What to produce -> Recast the data below as a Markdown table with the columns "Row" and "Line", giving each line its row number and leaving out blank lines.

Record excerpts ->
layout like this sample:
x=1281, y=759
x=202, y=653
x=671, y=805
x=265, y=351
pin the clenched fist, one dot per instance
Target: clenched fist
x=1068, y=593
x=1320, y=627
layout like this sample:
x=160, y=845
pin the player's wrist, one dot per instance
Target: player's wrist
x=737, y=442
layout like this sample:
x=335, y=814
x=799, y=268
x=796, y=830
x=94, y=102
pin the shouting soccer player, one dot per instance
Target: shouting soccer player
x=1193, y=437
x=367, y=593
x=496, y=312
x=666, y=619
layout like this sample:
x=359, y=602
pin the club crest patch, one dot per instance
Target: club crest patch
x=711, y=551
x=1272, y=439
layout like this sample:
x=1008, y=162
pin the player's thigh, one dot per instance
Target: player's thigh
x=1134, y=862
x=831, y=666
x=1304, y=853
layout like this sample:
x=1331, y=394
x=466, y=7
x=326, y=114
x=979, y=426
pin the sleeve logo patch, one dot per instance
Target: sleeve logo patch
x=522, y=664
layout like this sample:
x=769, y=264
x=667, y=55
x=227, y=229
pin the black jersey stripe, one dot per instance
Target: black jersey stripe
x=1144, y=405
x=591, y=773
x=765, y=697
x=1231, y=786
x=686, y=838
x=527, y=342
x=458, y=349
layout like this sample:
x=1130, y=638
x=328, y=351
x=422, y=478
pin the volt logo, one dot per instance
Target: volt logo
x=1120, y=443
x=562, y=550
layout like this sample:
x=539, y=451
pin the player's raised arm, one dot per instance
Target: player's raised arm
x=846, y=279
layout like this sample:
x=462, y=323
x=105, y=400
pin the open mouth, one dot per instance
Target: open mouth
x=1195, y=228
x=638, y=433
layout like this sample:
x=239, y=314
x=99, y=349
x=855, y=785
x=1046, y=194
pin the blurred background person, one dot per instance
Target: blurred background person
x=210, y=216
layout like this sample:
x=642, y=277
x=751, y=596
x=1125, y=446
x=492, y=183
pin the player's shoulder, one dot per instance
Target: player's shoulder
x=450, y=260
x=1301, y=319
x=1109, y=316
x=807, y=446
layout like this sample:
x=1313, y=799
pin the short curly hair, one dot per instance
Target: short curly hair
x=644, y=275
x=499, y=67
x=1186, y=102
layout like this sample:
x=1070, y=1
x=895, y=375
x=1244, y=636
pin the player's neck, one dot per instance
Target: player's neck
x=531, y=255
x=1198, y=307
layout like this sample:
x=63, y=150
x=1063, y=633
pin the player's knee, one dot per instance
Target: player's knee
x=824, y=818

Solution for this problem ->
| Row | Line |
|---|---|
| 1 | layout like this sample: |
| 2 | x=1281, y=759 |
| 3 | x=202, y=653 |
| 4 | x=671, y=805 |
| 5 | x=265, y=351 |
| 6 | pin the clenched fist, one dot per instance |
| 7 | Target: clenched fist |
| 8 | x=1068, y=593 |
| 9 | x=1320, y=627 |
| 10 | layout like this sample: |
| 11 | x=160, y=845 |
| 12 | pin the player's wrist, one dot per instance |
| 13 | Target: player's wrist |
| 14 | x=737, y=442 |
| 15 | layout like this sample: |
| 16 | x=335, y=814 |
| 17 | x=799, y=268 |
| 18 | x=796, y=830 |
| 19 | x=94, y=102 |
| 20 | pin the shouting soccer player, one dot per instance |
| 21 | Target: shouting soccer player |
| 22 | x=1193, y=437 |
| 23 | x=367, y=593 |
| 24 | x=496, y=312 |
| 25 | x=666, y=619 |
| 26 | layout like this sample: |
| 27 | x=359, y=602 |
| 28 | pin the club crest patch, one dot per instance |
| 29 | Target: club crest patch |
| 30 | x=711, y=551 |
| 31 | x=1272, y=439 |
| 32 | layout like this sample: |
| 33 | x=1008, y=162 |
| 34 | pin the player's thigh, one dot per instance |
| 35 | Target: player's thigh |
| 36 | x=1134, y=862 |
| 37 | x=831, y=666 |
| 38 | x=1304, y=853 |
| 39 | layout like this sample: |
| 40 | x=1331, y=394 |
| 41 | x=466, y=7 |
| 42 | x=326, y=114 |
| 43 | x=979, y=426 |
| 44 | pin the sleeve logo patch, one dot per instance |
| 45 | Target: sleeve logo patch |
| 46 | x=522, y=664 |
| 47 | layout like this sample: |
| 48 | x=769, y=264 |
| 49 | x=667, y=55 |
| 50 | x=227, y=229 |
| 51 | pin the black jersey stripe, one dot per instance |
| 52 | Target: black jersey stripe |
| 53 | x=1144, y=405 |
| 54 | x=591, y=773 |
| 55 | x=765, y=697 |
| 56 | x=1231, y=786 |
| 57 | x=686, y=838 |
| 58 | x=527, y=342 |
| 59 | x=458, y=349 |
| 60 | layout like this sample: |
| 61 | x=1130, y=638 |
| 62 | x=328, y=351 |
| 63 | x=422, y=478 |
| 64 | pin the volt logo, one dot per instance |
| 65 | Target: volt logo |
| 66 | x=1120, y=443 |
| 67 | x=562, y=550 |
| 68 | layout like this sample: |
| 69 | x=539, y=451 |
| 70 | pin the player's raised arm, one dot per instance |
| 71 | Target: player's raised arm |
| 72 | x=846, y=279 |
| 73 | layout like this sample: |
| 74 | x=462, y=323 |
| 75 | x=105, y=400 |
| 76 | pin the open mouth, one dot per instance |
| 77 | Target: open mouth |
| 78 | x=1195, y=228 |
| 79 | x=638, y=433 |
| 80 | layout like this sample: |
| 81 | x=239, y=314 |
| 82 | x=99, y=349 |
| 83 | x=855, y=785 |
| 84 | x=1046, y=194 |
| 85 | pin the blurred background person, one dot per instance |
| 86 | Target: blurred background person |
| 87 | x=210, y=216 |
| 88 | layout like this sample: |
| 89 | x=642, y=277 |
| 90 | x=751, y=596 |
| 91 | x=1125, y=446 |
| 92 | x=492, y=183 |
| 93 | pin the player's shoulder, one dot per instance |
| 94 | Target: player's shoulder |
| 95 | x=450, y=260 |
| 96 | x=1301, y=319 |
| 97 | x=1109, y=316 |
| 98 | x=807, y=446 |
| 99 | layout like this sample: |
| 100 | x=1313, y=799 |
| 101 | pin the short curly hair, one dot per instance |
| 102 | Target: short curly hair |
| 103 | x=644, y=275 |
| 104 | x=499, y=67 |
| 105 | x=1186, y=102 |
| 106 | layout like this sample: |
| 107 | x=1070, y=1 |
| 108 | x=895, y=375 |
| 109 | x=1244, y=636 |
| 110 | pin the player's neck, one dot per instance |
| 111 | Target: player's neck |
| 112 | x=531, y=255 |
| 113 | x=1198, y=307 |
| 114 | layout like this sample: |
| 115 | x=63, y=150 |
| 116 | x=1063, y=633 |
| 117 | pin the player's knee, one dot per instance |
| 118 | Target: player's knee |
| 119 | x=824, y=818 |